The ground array of antennas would measure 80 metres in diameter, and put out approximately 500 Kw of microwave power, focussed in a beam of 20 metres diameter aimed at the aircraft 20 Km up in the air.

A 1/8 scale prototype developed by the CRC flew on Sept 17, 1988, at 0720h, for twenty minutes. It ultimately reached flight times of up to 95 minutes, after some difficulties.

I quote from the paper presented at the IEEE MTT-S International Microwave Symposium, New York, N.Y., May 25- 27, 1988 by Joseph J. Schlesak, Adrian Alden and Tom Ohno: A MICROWAVE POWERED HIGH ALTITUDE PLATFORM:

"Investigations found [...] that a rectenna with this format had serious limitations in many power transmission scenarios. One of these disadvantages stemmed from the use of linear dipoles for the antenna array. For the powering of moving platforms, or in cases of depolarization due to Faraday rotation rain etc., the transmission antennas, providing the power beam, would have to have polarization track to stay aligned with the dipoles on the platform, a costly and complicated process.

"Another limitation, and of major concern, were the high levels of radiated EMI observed from VHF to beyond S-band. The Schottky diodes, used for microwave to dc conversion, exhibited intermediate frequency (I.F.) negative resistance when 'pumped' at 2.45 GHz by the powering beam, causing spurious oscillations. These high levels of EMI could interfere with payload and platform electronics, as well as distant electronic systems."

(((end quote)))

Though the project was intended to be developed through 1995 to the year 2000, according to Cecillia Cheung, (who graciously and very promptly provided me with hard copy of all this information) work on it has been terminated at the CRC due to lack of funds. Via e-mail, Ms. Cheung informs me that CRC owns several patents related to the project, research is taking place at institutions in other countries, and such programs usually take from 20 to 30 years to 'get off the ground.' "Just for your information, this is NOT a 'dead media' project," she stresses.

I thought you'd want the information anyway.

See: A. Fisher "Beam-Power Plane", Popular Science, Vol. 232, No. 1, pp. 62-65, January, 1988.

----

STATED EXERCISE ::
Copy the passage of the text on the microwave-powered aircraft that opens with "The ground array" and closes with "in the air.", replacing "aircraft" with "platform".

----

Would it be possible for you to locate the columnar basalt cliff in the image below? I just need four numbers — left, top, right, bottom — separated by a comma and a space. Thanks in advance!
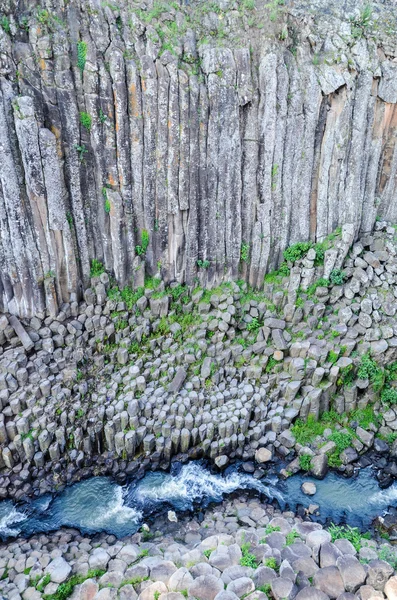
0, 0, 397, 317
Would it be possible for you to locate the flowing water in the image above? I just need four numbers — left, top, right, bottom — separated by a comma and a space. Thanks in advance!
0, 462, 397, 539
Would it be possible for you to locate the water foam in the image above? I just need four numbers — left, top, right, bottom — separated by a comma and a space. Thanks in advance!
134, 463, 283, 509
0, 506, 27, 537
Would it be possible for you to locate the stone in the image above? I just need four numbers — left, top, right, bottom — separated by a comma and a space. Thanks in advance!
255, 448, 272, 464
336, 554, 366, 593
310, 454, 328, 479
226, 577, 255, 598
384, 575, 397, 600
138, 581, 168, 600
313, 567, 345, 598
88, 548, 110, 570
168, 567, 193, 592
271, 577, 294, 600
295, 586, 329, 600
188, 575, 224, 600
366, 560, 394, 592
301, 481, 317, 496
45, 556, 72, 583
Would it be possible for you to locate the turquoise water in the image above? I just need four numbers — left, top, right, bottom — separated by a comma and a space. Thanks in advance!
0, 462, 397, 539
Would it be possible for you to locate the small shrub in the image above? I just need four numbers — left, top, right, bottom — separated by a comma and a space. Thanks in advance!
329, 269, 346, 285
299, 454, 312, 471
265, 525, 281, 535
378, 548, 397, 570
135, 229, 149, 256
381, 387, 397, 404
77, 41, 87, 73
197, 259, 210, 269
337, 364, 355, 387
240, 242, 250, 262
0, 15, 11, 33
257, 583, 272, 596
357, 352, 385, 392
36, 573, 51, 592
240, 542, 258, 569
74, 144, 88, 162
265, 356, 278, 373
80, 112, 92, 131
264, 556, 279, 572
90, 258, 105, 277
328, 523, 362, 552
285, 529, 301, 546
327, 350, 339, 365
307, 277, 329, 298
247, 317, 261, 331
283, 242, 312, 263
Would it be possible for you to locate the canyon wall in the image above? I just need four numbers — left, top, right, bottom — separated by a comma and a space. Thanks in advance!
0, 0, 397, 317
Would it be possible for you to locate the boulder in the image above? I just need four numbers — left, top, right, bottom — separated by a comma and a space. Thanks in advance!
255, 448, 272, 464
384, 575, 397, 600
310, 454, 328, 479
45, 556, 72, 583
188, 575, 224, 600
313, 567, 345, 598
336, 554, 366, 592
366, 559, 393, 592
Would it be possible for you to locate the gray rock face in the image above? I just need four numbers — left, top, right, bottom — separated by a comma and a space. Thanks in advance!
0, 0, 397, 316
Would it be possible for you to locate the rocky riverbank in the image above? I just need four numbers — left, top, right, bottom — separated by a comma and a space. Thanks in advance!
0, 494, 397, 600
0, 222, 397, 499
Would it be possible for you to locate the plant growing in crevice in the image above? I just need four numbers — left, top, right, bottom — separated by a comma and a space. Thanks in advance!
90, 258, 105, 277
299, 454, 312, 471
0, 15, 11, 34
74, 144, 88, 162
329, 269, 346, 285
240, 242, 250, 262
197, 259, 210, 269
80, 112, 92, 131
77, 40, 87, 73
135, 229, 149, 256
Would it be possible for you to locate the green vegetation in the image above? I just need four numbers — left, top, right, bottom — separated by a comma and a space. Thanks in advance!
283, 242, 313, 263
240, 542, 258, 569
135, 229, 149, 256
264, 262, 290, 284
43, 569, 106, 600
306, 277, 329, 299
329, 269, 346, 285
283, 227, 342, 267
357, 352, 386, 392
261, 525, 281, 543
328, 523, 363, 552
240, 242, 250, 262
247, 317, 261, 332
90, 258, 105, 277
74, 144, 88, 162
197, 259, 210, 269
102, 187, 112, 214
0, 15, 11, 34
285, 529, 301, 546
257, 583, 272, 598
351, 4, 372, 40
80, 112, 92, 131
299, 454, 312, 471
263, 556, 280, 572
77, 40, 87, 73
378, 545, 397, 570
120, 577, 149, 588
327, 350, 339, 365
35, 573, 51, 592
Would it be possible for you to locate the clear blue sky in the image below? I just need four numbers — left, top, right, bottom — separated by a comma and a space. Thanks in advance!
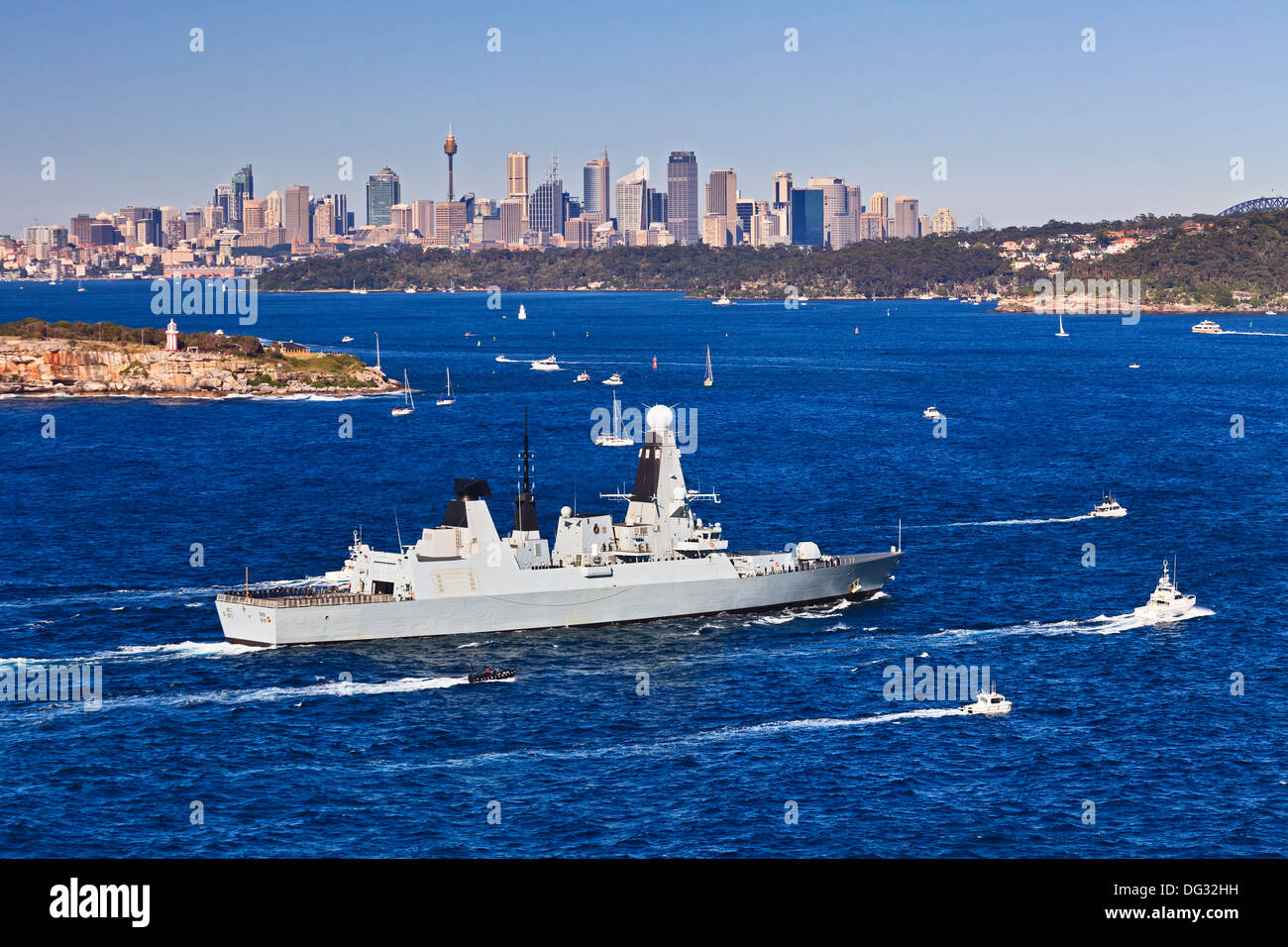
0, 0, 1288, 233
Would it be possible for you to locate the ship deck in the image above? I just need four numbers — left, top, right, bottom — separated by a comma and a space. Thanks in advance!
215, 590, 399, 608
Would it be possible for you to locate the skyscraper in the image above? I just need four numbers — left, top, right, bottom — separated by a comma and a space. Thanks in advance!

----

EXPECTED OUTPUT ::
The ground array of antennas would measure 80 metres in diameter, and put out approximately 500 Kw of microwave power, focussed in a beam of 20 metres diameter aimed at the platform 20 Km up in the air.